СУТЬ ЗАДАНИЯ:
Ответьте по тексту ниже на три вопроса:
(а) Какой порт в 1854 году отбил нападение, но был разрушен и на полвека потерял военное значение?
(б) В какие годы проходила Амурская экспедиция?
(в) Кто заключил пограничные договоры с Японией и Китаем?

ИСХОДНЫЙ ТЕКСТ:
________________________________________

Такими же загадочными с военной точки зрения являются и действия англо-французских эскадр на Тихоокеанском побережье. Наиболее уязвимая и беспомощная Русская Америка не только не была как-либо потревожена с моря или со стороны канадской (то есть фактически британской) границы, но и получила дополнительные гарантии территориальной целостности. В то же время никогда не входившие прежде в сферу английского влияния Чукотка, Камчатка и побережье Охотского моря оказались под угрозой военных десантов, а крупнейший порт региона Петропавловск-Камчатский, хотя и сумел в 1854 году отбить нападение, был разрушен настолько, что на полвека потерял всякое военное значение.
Если англо-французские высадки в Петропавловске и Аяне еще относятся соответствующей литературой к истории Крымской войны, то организованная при участии генерал-губернатора Восточной Сибири Н.Н. Муравьева Амурская экспедиция 1849–1855 годов почти не рассматривается историками в военном контексте. Между тем без этой экспедиции, открывшей новые пути сообщения, многократно расширившей сферу русского влияния на Тихоокеанском побережье и значительно сместившей восточные границы империи к югу, боевые действия на Тихом океане могли бы принять куда более активный и реально катастрофический характер[7]. Появление русских военных постов в устье Амура и на Сахалине, пограничные договоры адмирала Е.Путятина и Н.Муравьева о границах с Японией и Китаем, заключенные в 1855 и 1858 годах, не только усилили Россию, но и подтвердили: даже в условиях войны, ослабляющей позиции северного соседа, традиционно консервативные режимы стран Юго-Восточной Азии предпочитают договариваться с ним, идти на уступки ему, а не «прогрессивно настроенным» западным европейцам.

________________________________________

ПРЕДСТАВЛЕННЫЕ ЗАПИСИ:
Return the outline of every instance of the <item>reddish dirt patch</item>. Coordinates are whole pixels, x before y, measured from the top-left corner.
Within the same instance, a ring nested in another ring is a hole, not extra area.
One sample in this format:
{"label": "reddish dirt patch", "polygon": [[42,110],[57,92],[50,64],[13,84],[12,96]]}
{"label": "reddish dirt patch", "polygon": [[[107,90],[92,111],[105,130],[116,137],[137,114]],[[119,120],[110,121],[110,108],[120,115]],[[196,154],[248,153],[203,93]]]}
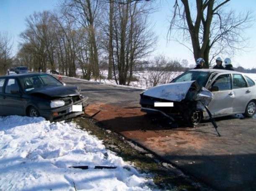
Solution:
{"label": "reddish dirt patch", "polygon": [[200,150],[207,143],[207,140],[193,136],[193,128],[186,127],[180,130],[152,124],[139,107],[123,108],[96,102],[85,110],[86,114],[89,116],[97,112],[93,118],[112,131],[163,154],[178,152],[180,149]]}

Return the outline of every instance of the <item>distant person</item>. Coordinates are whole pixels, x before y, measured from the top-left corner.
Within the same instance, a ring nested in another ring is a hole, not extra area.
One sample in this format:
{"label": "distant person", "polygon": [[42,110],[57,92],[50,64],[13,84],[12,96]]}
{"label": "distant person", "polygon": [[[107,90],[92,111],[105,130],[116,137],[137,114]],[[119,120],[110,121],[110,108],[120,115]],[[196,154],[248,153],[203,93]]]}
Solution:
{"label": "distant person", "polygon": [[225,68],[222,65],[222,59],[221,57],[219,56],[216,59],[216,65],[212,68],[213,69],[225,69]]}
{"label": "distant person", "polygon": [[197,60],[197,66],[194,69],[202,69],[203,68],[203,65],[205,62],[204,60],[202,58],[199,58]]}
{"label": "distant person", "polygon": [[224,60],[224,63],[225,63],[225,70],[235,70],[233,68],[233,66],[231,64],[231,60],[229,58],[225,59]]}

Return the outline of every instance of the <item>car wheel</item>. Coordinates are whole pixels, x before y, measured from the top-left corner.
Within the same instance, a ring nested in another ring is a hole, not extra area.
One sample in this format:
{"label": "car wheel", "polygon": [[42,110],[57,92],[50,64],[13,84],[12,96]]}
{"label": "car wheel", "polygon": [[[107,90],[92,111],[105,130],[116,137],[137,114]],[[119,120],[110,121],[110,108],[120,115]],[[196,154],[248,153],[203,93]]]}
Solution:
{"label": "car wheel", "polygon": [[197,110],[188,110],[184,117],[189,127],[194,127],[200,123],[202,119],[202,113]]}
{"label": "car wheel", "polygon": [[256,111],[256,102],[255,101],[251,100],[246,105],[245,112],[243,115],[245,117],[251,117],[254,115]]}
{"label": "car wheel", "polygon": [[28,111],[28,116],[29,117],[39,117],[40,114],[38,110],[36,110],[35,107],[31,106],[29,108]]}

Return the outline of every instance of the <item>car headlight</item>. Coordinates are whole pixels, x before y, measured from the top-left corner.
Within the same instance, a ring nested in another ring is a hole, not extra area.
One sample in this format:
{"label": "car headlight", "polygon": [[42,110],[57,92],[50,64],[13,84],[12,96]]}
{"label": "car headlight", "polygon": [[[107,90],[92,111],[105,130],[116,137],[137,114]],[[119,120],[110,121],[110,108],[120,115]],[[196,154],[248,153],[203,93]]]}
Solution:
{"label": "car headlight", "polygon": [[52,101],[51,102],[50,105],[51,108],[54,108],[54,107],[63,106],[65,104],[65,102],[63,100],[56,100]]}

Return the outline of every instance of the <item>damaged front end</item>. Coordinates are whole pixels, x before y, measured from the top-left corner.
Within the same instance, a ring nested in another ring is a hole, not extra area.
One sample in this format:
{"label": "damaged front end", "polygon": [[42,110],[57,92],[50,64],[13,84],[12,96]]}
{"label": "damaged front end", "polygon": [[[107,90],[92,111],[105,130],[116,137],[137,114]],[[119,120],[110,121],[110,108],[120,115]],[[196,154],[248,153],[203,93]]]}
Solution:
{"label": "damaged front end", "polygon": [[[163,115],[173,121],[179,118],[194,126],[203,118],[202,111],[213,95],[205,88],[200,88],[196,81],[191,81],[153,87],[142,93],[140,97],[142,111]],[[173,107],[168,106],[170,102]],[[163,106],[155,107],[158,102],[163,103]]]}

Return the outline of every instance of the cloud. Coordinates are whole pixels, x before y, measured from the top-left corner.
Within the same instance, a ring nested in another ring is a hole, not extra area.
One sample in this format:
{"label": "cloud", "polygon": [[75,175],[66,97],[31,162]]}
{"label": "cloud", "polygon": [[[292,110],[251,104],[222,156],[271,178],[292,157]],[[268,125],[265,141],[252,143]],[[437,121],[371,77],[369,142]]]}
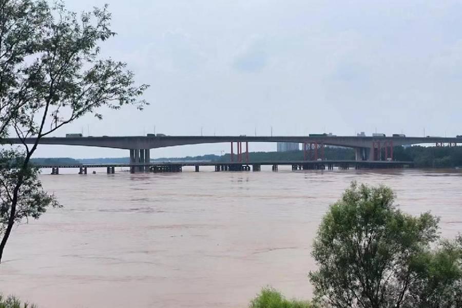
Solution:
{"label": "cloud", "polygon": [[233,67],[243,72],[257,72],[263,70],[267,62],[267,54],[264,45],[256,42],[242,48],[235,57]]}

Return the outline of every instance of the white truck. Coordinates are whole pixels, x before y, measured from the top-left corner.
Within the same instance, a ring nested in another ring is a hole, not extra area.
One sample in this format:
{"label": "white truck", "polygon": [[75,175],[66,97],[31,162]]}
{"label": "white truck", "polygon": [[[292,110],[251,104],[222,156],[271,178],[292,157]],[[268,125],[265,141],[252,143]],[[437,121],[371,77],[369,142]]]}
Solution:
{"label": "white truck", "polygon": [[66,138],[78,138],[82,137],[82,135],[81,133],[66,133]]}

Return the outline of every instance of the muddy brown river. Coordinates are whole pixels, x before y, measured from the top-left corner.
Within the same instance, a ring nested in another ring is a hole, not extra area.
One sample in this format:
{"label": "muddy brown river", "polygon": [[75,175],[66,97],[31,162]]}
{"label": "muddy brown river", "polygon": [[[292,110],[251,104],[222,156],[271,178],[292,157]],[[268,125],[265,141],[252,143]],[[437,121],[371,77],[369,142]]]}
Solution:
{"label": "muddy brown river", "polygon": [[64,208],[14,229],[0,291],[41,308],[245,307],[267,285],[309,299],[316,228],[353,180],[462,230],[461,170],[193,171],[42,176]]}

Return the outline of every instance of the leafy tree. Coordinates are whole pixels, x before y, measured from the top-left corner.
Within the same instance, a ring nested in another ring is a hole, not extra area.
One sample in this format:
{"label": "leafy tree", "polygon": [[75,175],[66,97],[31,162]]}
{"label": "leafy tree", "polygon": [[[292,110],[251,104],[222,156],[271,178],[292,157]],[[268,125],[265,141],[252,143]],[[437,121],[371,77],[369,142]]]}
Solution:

________________________________________

ОТВЕТ:
(а) Петропавловск-Камчатский.
(б) В 1849–1855 годах.
(в) Адмирал Е. Путятин и Н. Муравьев.